◆ **What you have to do**:
Present the lines below as a numbered list, omitting any blank lines.
·····
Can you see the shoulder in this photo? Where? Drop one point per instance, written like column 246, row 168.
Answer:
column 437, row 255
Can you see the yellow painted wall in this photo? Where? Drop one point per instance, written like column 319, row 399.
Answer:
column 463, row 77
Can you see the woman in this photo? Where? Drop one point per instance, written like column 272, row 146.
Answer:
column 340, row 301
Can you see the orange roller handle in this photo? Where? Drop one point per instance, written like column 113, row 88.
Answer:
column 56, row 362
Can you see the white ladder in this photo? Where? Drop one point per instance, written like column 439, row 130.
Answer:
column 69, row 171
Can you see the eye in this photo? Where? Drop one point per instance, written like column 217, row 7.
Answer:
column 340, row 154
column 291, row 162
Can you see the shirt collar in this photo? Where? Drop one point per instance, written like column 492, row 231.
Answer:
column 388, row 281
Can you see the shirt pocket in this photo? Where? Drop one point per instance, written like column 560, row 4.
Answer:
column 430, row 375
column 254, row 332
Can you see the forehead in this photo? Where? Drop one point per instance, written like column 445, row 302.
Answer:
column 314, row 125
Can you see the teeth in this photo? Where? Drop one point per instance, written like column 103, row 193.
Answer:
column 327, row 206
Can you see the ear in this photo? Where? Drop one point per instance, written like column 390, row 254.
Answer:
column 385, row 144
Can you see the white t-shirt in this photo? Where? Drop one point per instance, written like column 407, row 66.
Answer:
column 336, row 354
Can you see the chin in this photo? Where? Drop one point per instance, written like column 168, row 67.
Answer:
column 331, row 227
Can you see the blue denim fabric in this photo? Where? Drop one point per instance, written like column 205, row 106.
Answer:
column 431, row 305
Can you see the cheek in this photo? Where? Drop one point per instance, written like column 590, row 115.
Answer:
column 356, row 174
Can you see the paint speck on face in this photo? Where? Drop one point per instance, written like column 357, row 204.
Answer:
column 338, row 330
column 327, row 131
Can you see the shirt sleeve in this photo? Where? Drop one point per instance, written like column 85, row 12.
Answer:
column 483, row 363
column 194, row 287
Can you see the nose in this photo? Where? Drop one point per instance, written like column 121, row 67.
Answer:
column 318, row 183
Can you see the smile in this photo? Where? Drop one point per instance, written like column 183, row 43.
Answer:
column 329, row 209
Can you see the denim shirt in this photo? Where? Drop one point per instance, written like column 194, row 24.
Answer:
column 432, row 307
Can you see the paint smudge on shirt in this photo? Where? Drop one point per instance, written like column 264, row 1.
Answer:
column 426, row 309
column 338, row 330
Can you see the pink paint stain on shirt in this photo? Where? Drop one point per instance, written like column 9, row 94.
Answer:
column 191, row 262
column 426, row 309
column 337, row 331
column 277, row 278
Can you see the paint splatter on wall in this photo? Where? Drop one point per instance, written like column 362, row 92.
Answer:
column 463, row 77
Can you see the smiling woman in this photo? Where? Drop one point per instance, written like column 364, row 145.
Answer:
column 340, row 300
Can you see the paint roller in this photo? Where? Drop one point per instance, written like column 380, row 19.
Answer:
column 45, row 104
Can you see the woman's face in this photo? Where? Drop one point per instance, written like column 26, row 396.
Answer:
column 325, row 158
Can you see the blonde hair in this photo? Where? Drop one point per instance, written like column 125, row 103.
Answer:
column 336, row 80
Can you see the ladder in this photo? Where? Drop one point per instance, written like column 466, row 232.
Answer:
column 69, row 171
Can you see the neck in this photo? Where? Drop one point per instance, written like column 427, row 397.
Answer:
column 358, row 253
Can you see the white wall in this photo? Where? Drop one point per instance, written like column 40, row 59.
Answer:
·····
◆ **Full solution**:
1. Can you see the shoulder in this photo? Where? Drop one point per instance, written like column 246, row 168.
2. Answer:
3. column 437, row 255
4. Can you see the yellow painted wall in this photo? Where? Drop one point per instance, written like column 319, row 399.
5. Answer:
6. column 463, row 77
7. Can you see the woman in this photo? Where? Drop one point per instance, written like column 272, row 146.
8. Answer:
9. column 340, row 301
10. Can you see the orange roller handle in this photo? Where? Drop one point per instance, written like column 113, row 88.
11. Answer:
12. column 56, row 362
13. Can you see the white ladder in this photo? Where? Drop one point per instance, written like column 439, row 130.
14. Answer:
15. column 69, row 171
16. Can you see the eye in this photo? Where? Drop one point per instance, written like column 217, row 7.
17. Answer:
18. column 340, row 154
19. column 291, row 162
20. Can you see the shirt collar in this photo? Where? Drop one point per instance, written like column 492, row 231.
21. Answer:
22. column 388, row 281
23. Can you see the shirt pocket in this photo? Where? Drop one point per instance, written like column 560, row 4.
24. Answer:
25. column 430, row 375
26. column 254, row 332
27. Can you see the forehead in this photo? Where? Drop one point per instance, written like column 445, row 302.
28. Answer:
29. column 314, row 125
30. Can you see the teeth in this photo? Where? Drop one point per instance, written like column 103, row 193.
31. Answer:
32. column 327, row 206
33. Can you see the ear in this photo? Where? Drop one point per instance, written like column 390, row 254.
34. Answer:
35. column 385, row 144
36. Can you see the white t-shirt in this photo? Where? Drop one point per instance, written like column 407, row 66.
37. Answer:
38. column 336, row 354
39. Can you see the chin in this photo? Where? Drop one point per instance, written like column 168, row 67.
40. Answer:
41. column 331, row 227
42. Can you see the blue denim fabric in this photo? Where? Drop one point per instance, written like column 205, row 106.
43. Answer:
44. column 431, row 305
45. Can you see the cheek in this photo? Where? Drop one point per instance, written like column 590, row 115.
46. Answer:
47. column 356, row 174
48. Can you see the paint speck on face in this photo? Where? Drop one point per instance, written like column 357, row 204.
49. Answer:
50. column 338, row 330
51. column 327, row 131
52. Can you see the shirt sleeve in this photo? Where? Drop one point per instance, written like column 85, row 12.
53. Answer:
54. column 483, row 363
55. column 194, row 287
56. Can you see the nose in this photo? Where? Drop one point per instance, written like column 121, row 67.
57. Answer:
58. column 318, row 183
59. Can you see the smile in this photo? Where? Drop one point per instance, written like column 183, row 43.
60. Answer:
61. column 329, row 209
62. Can you see the denim shirt in this photo? Where? Drop one point per instance, written like column 194, row 24.
63. Answer:
64. column 432, row 307
65. Can you see the paint smudge on shirt in this photo? Where? Drop one point per instance, written like column 264, row 1.
66. Answer:
67. column 426, row 309
68. column 338, row 330
69. Can you see the pink paint stain on shirt in this photo? Where? Drop one point per instance, written like column 9, row 94.
70. Answer:
71. column 191, row 262
72. column 426, row 309
73. column 337, row 331
74. column 277, row 278
75. Can you see the paint splatter on wall in this photo? Where? Drop one point per instance, written like column 362, row 92.
76. Answer:
77. column 463, row 77
78. Can you see the smiling woman in this photo? Where? Drop one point per instance, written like column 364, row 145.
79. Answer:
80. column 340, row 300
81. Can you see the paint roller in this photo? Where? Drop one point per instance, written like column 380, row 19.
82. Answer:
83. column 45, row 104
84. Can you see the woman's face in this photo? Where? Drop one point per instance, written like column 26, row 396.
85. Answer:
86. column 325, row 158
87. Can you see the blonde hair in this photo? Where? Drop one point per instance, written like column 125, row 103.
88. Answer:
89. column 336, row 80
90. Can you see the ladder in this photo? Where? Drop one point per instance, written like column 466, row 232.
91. Answer:
92. column 69, row 171
93. Can you see the neck in this photo? Where? Drop one point per instance, written like column 427, row 397.
94. Answer:
95. column 358, row 253
96. Can you see the white wall in this photo? Where? Drop one point per instance, written like column 40, row 59.
97. Answer:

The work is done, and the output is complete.